====== Bloco de texto
Nesta terça-feira, 1º de outubro, o Papa Francisco conduziu uma Vigília Penitencial na Basílica de São Pedro, marcada por momentos de profunda reflexão e testemunhos comoventes de pessoas afetadas por abusos, guerras e pela falta de caridade. O Santo Padre pediu perdão a Deus e àqueles que foram feridos pelos pecados cometidos pela Igreja e pela humanidade, e enfatizou a necessidade de uma verdadeira conversão e de cura das feridas que ainda persistem.
A celebração encerrou o retiro sinodal de dois dias, realizado antes da abertura solene da Segunda Sessão da XVI Assembleia Geral do Sínodo dos Bispos, que terá início nesta quarta-feira (02/10).
Durante a vigília, sete cardeais representaram a Igreja ao expressar vergonha e pedir perdão por uma série de pecados que feriram tanto os fiéis quanto a criação. Entre esses pecados, destacaram-se aqueles contra a paz, contra o meio ambiente, contra a dignidade das mulheres e dos pobres, além dos abusos de poder e da instrumentalização da doutrina para condenar o próximo. O Papa, em sua reflexão disse da importância de nomear explicitamente esses pecados:
"Eu quis escrever os pedidos de perdão que foram lidos por alguns cardeais, porque era necessário nomear nossos principais pecados. O pecado é sempre uma ferida nas relações: na relação com Deus e na relação com os irmãos e irmãs."
============
====== Dados armazenados
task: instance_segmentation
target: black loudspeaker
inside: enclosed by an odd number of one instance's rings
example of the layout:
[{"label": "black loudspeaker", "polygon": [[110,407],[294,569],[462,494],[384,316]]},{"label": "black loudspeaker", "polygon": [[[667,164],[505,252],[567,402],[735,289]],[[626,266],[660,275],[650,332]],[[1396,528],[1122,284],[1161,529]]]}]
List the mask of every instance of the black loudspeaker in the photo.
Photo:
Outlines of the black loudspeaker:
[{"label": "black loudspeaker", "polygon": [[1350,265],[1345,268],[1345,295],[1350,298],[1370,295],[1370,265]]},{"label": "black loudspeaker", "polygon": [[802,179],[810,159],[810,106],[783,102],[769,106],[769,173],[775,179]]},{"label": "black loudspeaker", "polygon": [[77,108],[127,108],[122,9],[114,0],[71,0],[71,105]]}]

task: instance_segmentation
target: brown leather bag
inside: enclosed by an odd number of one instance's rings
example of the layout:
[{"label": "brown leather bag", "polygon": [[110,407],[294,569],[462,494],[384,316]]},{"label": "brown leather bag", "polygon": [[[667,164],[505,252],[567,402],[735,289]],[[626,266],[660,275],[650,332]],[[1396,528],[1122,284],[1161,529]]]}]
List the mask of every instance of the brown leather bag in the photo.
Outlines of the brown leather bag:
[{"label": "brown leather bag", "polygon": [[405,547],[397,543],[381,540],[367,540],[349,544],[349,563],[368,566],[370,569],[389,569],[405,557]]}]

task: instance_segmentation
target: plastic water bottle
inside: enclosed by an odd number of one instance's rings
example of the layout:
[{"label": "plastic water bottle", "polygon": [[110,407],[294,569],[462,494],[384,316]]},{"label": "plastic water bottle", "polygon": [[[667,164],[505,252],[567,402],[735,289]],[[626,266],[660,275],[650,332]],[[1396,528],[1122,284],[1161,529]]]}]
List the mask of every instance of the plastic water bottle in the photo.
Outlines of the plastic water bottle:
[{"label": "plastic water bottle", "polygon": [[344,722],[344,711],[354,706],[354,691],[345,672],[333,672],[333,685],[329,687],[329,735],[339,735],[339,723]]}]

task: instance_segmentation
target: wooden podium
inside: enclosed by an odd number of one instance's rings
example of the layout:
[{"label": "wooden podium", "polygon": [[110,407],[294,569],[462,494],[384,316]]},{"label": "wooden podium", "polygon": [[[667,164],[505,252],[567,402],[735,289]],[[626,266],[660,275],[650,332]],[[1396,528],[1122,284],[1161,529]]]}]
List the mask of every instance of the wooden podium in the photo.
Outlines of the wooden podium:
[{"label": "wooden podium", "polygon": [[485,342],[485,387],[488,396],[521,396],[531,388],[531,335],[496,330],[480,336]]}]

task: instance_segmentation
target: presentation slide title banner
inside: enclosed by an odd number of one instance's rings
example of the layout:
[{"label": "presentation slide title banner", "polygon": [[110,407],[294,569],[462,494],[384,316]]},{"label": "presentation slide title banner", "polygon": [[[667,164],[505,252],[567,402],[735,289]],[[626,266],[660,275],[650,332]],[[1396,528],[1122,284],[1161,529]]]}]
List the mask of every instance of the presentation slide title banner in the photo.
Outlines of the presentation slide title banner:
============
• **Instruções**:
Liste os pecados que, segundo o texto sobre a Vigília Penitencial, se destacaram entre aqueles pelos quais os cardeais pediram perdão.

• **Resposta**:
- Pecados contra a paz
- Pecados contra o meio ambiente
- Pecados contra a dignidade das mulheres e dos pobres
- Abusos de poder
- Instrumentalização da doutrina para condenar o próximo